This XML is fairly simplistic and does not contain any attributes, but I think the example does convey what is possible with XSLT. Now we have a fairly accurate rendition of our original XML object.

But looking at this output there are a few things I’d like to change:

–‘location’, ‘states’ and ‘iso_code’ contain multiple values. Those should really be arrays.

–I would like to use the GeoJSON standard for encoding latitude and longitude

–The coordinates should be numbers, not strings

With the changes described above, the JSON above would end up looking something like:

{"site": {
    "date_inscribed": "1983",
    "http_url": "http://whc.unesco.org/en/list/275",
    "id_number": "275",
    "image_url": "http://whc.unesco.org/uploads/sites/site_275.jpg",
    "iso_codes": [
        "ar",
        "br"
    ],
    "geometry": {
        "type": "Point",
        "coordinates": [
            -28.54333333,
            -54.26583333
        ]
    },
    "locations": [
        "State of Rio Grande do Sul, Brazil",
        "Province of Misiones, Argentina"

[Location annotation dataset excerpts]
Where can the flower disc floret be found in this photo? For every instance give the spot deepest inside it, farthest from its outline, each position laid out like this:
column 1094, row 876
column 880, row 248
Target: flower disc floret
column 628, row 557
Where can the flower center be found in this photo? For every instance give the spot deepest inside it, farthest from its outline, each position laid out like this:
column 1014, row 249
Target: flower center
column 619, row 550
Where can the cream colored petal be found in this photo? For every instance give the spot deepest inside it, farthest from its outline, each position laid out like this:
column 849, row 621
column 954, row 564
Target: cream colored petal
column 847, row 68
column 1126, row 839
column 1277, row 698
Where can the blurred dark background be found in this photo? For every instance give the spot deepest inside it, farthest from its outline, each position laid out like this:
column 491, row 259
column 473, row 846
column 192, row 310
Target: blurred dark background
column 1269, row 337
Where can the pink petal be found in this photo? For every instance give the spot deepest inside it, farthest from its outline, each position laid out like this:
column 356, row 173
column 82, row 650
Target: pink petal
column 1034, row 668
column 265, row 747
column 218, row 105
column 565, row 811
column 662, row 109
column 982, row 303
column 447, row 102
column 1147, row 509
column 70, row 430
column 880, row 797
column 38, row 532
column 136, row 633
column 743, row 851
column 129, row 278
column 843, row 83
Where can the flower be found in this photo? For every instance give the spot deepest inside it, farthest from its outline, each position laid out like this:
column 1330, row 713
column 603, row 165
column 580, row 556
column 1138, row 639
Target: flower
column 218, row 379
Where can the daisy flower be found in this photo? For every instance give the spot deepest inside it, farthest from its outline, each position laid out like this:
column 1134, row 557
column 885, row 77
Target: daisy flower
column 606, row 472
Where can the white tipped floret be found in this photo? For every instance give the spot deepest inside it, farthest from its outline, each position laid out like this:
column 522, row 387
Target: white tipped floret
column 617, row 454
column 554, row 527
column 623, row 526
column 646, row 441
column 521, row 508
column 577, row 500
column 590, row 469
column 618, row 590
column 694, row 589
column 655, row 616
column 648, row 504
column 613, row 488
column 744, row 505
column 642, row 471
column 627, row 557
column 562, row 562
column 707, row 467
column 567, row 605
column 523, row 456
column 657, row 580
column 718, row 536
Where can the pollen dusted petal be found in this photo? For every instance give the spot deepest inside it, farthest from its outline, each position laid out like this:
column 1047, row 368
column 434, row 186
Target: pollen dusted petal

TASKS TO CARRY OUT –
1 – Answer these questions about the XML-to-JSON passage:
(a) Which standard does the writer want to use for encoding latitude and longitude?
(b) Which three fields does the writer say contain multiple values and should be arrays?
(c) What value does "type" have inside "geometry" in the revised JSON?
2 – Can you go on with the XML-to-JSON passage from the point where it stops?
The rows are separate material and are not part of the XML-to-JSON passage.

PER-TASK ANSWERS –
1 –
(a) The GeoJSON standard.
(b) 'location', 'states' and 'iso_code'.
(c) "Point".

2 –
    ],
    "region": "Latin America and the Caribbean",
    "short_description": "<p>The ruins of S&atilde;o Miguel das Miss&otilde;es in Brazil, and those of San Ignacio Min&iacute;, Santa Ana, Nuestra Se&ntilde;ora de Loreto and Santa Mar&iacute;a la Mayor in Argentina, lie at the heart of a tropical forest. They are the impressive remains of five Jesuit missions, built in the land of the Guaranis during the 17th and 18th centuries. Each is characterized by a specific layout and a different state of conservation.",
    "states": [
        "Argentina",
        "Brazil"
    ]
}}

If I was feeling really confident, I might want to associated the country names with their codes and perhaps group all of the location data in its own object. But for now let’s be happy with the changes we have made. We are now using a common standard for our latitude and longitude values which will helpfully give developers a leg up on consuming our data. We have also parsed those multi-value fields into arrays which will allow for better searching across these fields. Note that in ‘iso_codes’ and ‘states’ the delimiter is a comma and in ‘locations’ it is a semi-colon. We’ve just ironed out that discrepancy and made parsing this data a lot easier on our JSON users.

Of course, now we need to write our own XSLT, and that’s mostly what I wanted to discuss here. It may seem that <> is not too far from {}, but there are syntactical differences that make a transform challenging – especially when we wish to dig into the data and make some changes.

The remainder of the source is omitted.